━━━━━ Supplied passage

Apply Data Governance Best Practices to Technology Projects

Apply Data Governance Best Practices to Technology Projects

Let's discuss some ways that you can apply data governance best practices to your technology project and in an efficient way. Technology projects could include conversion to a new ERP solution, implementing a data warehouse, or switching to a new reporting solution. Our recommendation is that this is the time to apply data governance as you are looking at the data closely already. Applying data governance during technology projects will save time and aggravation as well as lead to a more successful project completion. In this blog post we will discuss data governance best practices during your technology projects.

StockSnap_BT6YG9XMB0_DB Best Practices Technology Projects_Team_BP

Here are some best practices:

  • Have a knowledge base for information regarding your data and your technology project. Say, "Hey, rather than using those standard project spreadsheets and documents that we email around to everyone involved, let's consider incorporating a persistent data catalog knowledge base as a repository for all the data related technology project documentation and decisions.”   This knowledge base might be the Data Cookbook or another data governance data catalog tool, or maybe something that's homegrown. State "We plan to capture this technology project related information to exist beyond this project as a knowledge base that people can access."   Say you are building out a new report specification for something to be built, or you are documenting the list of reference code values that you are going to use for your employee statuses in the new HR system. If you do nothing else, just make sure that final documentation is put back in the knowledge base to persist over time.  If you have a tool like the Data Cookbook or some other data governance tool that have workflows, approval, and governance, then you can have the necessary routing, approval, versioning, and dependency . Most tools can handle content versioning, so you won’t have to ask, "What's the most recent version of this?”. Putting information in a knowledge base can really help from the beginning to save time and to capture it in the long run including data training and transparency. Content such as business glossary, data system catalog, reference data, report catalog, data flow catalog, tracking requests, policy attributes, and data quality rules, are all things that are relevant to capturing throughout the technology project.

━━━━━━━━━━
━━━━━ Dataset excerpts

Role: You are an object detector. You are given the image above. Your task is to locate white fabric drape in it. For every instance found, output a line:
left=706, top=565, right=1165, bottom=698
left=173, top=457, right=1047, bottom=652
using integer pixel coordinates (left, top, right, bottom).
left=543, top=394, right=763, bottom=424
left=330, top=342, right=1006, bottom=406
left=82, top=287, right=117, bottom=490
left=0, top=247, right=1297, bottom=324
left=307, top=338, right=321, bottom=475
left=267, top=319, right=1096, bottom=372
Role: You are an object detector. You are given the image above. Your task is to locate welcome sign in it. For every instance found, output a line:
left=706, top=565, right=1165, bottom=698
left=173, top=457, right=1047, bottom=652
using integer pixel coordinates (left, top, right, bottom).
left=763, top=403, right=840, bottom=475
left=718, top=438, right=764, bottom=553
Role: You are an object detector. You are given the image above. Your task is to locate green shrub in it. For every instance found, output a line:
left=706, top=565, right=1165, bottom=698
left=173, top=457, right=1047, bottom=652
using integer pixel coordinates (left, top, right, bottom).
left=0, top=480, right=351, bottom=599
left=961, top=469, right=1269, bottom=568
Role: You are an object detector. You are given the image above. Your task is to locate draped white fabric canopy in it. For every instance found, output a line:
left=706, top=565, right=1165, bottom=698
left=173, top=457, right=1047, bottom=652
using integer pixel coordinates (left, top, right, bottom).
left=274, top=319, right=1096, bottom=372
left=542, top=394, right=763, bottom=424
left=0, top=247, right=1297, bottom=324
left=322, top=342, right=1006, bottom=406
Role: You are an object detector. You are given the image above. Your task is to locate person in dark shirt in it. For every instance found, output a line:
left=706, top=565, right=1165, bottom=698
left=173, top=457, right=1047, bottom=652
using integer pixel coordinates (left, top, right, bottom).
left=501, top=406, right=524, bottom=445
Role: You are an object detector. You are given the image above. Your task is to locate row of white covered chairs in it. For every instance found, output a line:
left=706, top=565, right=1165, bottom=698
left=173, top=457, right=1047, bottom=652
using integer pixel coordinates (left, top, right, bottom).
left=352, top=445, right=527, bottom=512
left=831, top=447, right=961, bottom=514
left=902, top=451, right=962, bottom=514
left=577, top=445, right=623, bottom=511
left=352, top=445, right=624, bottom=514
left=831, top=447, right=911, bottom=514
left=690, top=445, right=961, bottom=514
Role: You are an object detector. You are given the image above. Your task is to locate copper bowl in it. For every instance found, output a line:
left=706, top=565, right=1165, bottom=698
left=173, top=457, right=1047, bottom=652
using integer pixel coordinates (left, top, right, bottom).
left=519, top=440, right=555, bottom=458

━━━━━━━━━━

Prompt 1:
Decide whether each statement agrees with the data governance post. Answer yes or no for each, quoting the words from the post that decide it.
(a) Switching to a new reporting solution is given as one kind of technology project.
(b) The post recommends emailing standard project spreadsheets to everyone involved.
(c) The post says most tools can handle content versioning.
Prompt 2: According to the data governance post, what should you make sure of if you do nothing else?

Finished answer 1:
(a) Yes: "switching to a new reporting solution"
(b) No: "rather than using those standard project spreadsheets and documents that we email around to everyone involved"
(c) Yes: "Most tools can handle content versioning"

Finished answer 2: Make sure the final documentation is put back in the knowledge base to persist over time.